Details
- Promotion: Dominion Wrestling Union (1938–1951) All Star Pro Wrestling (1964–1968)
- Date established: 1938; 87 years ago
- Date retired: 1968; 57 years ago

Statistics
- First champion: Lofty Blomfield
- Final champion: Peter Maivia
- Most reigns: Peter Maivia

= NWA Australasian Heavyweight Championship =

The New Zealand version of the NWA Australasian Heavyweight Championship was a professional wrestling regional heavyweight championship recognized by the National Wrestling Alliance and competed for by wrestlers in the Australasian region. It was largely defended in New Zealand's Dominion Wrestling Union from around 1938 to 1951 and in All Star Pro Wrestling from 1964 to 1968. The earliest-known champion was New Zealand wrestler Lofty Blomfield who defended the title until losing it to American wrestler Ray Steele in Auckland on December 12, 1938. Peter Maivia and Steve Rickard feuded over the title during the mid-1960s with Maivia regaining the title in 1968 shortly before it was abandoned. Much of the title's history is unknown, however, there were 7 officially recognized champions during the three decades it was defended.

> Records provided:
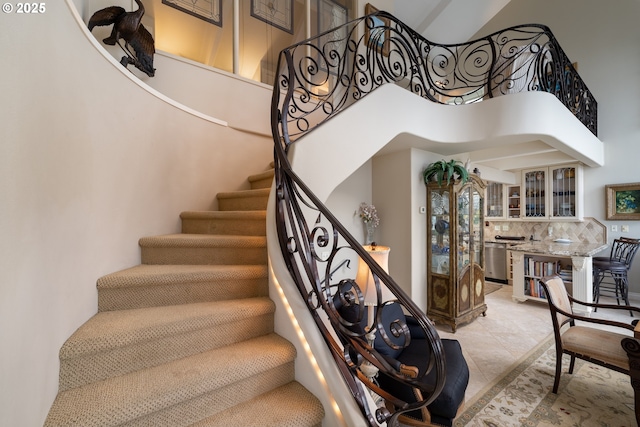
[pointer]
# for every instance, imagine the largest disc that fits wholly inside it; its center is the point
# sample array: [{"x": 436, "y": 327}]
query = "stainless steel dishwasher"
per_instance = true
[{"x": 496, "y": 262}]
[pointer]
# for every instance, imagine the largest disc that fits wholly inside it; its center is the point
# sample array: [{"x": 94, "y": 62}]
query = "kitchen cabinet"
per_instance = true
[
  {"x": 495, "y": 201},
  {"x": 513, "y": 201},
  {"x": 551, "y": 193},
  {"x": 455, "y": 252}
]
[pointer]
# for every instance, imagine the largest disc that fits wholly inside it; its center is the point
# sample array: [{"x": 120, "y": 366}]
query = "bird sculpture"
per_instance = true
[{"x": 128, "y": 26}]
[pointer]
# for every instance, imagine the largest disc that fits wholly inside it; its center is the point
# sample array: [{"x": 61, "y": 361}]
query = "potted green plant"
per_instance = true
[{"x": 442, "y": 170}]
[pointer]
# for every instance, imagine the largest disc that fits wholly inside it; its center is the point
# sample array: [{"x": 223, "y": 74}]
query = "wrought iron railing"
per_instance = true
[{"x": 318, "y": 78}]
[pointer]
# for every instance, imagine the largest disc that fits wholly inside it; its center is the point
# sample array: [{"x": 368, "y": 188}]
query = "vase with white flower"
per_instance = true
[{"x": 369, "y": 216}]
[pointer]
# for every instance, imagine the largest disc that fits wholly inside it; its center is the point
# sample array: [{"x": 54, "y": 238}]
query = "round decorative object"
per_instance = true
[
  {"x": 440, "y": 294},
  {"x": 441, "y": 226},
  {"x": 464, "y": 293}
]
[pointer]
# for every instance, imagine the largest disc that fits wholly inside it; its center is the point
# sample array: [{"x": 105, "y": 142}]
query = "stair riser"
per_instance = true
[
  {"x": 181, "y": 293},
  {"x": 209, "y": 404},
  {"x": 121, "y": 360},
  {"x": 243, "y": 203},
  {"x": 236, "y": 227},
  {"x": 262, "y": 183},
  {"x": 204, "y": 256}
]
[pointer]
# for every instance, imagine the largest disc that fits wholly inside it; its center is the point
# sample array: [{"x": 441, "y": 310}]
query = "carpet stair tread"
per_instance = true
[
  {"x": 206, "y": 249},
  {"x": 250, "y": 222},
  {"x": 262, "y": 180},
  {"x": 255, "y": 199},
  {"x": 183, "y": 240},
  {"x": 272, "y": 412},
  {"x": 160, "y": 285},
  {"x": 150, "y": 275},
  {"x": 127, "y": 327},
  {"x": 118, "y": 400}
]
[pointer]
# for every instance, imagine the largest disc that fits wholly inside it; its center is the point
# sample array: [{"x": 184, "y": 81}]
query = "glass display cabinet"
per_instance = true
[{"x": 455, "y": 253}]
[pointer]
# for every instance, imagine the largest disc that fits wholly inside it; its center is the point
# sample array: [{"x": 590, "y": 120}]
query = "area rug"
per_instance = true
[{"x": 592, "y": 396}]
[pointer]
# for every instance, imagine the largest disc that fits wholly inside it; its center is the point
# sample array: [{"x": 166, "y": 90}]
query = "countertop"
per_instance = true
[{"x": 559, "y": 249}]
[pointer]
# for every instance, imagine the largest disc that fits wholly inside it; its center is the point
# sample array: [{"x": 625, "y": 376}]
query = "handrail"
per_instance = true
[{"x": 318, "y": 78}]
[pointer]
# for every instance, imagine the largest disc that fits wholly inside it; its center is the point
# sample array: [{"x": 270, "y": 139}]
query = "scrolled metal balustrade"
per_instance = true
[{"x": 318, "y": 78}]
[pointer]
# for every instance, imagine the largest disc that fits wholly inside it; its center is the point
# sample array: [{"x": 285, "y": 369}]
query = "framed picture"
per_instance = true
[
  {"x": 623, "y": 201},
  {"x": 278, "y": 13},
  {"x": 379, "y": 32},
  {"x": 207, "y": 10}
]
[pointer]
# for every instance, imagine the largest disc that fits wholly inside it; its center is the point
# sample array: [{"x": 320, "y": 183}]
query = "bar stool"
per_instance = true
[{"x": 610, "y": 273}]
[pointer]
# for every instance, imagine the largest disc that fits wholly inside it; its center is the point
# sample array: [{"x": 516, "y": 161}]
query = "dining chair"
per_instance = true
[
  {"x": 610, "y": 273},
  {"x": 585, "y": 340}
]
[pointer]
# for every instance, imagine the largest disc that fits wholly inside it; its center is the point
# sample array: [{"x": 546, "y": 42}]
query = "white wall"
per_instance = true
[
  {"x": 603, "y": 38},
  {"x": 90, "y": 161}
]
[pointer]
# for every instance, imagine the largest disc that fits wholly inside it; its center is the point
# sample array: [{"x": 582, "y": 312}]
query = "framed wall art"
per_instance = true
[
  {"x": 379, "y": 32},
  {"x": 278, "y": 13},
  {"x": 623, "y": 201},
  {"x": 207, "y": 10}
]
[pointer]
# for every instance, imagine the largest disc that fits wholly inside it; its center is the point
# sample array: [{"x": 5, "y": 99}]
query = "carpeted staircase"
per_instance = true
[{"x": 186, "y": 338}]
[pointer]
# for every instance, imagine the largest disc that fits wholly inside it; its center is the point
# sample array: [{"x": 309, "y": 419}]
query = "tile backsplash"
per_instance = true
[{"x": 588, "y": 231}]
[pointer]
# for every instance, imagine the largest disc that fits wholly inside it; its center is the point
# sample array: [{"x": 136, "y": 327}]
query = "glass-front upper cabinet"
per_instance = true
[
  {"x": 553, "y": 192},
  {"x": 495, "y": 200},
  {"x": 534, "y": 184},
  {"x": 566, "y": 182}
]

> Problem details: In the passage above about the Australasian wrestling title, who took the title from Lofty Blomfield?

> Task response: American wrestler Ray Steele, in Auckland on December 12, 1938.